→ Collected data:
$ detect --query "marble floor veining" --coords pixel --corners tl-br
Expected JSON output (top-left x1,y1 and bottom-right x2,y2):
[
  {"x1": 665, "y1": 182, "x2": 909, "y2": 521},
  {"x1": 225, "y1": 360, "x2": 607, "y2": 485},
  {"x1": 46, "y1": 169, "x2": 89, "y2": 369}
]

→ PROBLEM REQUIREMENTS: Copy the line containing "Expected JSON output" and every line after it, through the last line of the records. Include nothing else.

→ TASK RESPONSE:
Expected JSON output (top-left x1,y1 and bottom-right x2,y2):
[
  {"x1": 665, "y1": 182, "x2": 909, "y2": 521},
  {"x1": 225, "y1": 360, "x2": 607, "y2": 485},
  {"x1": 46, "y1": 169, "x2": 89, "y2": 369}
]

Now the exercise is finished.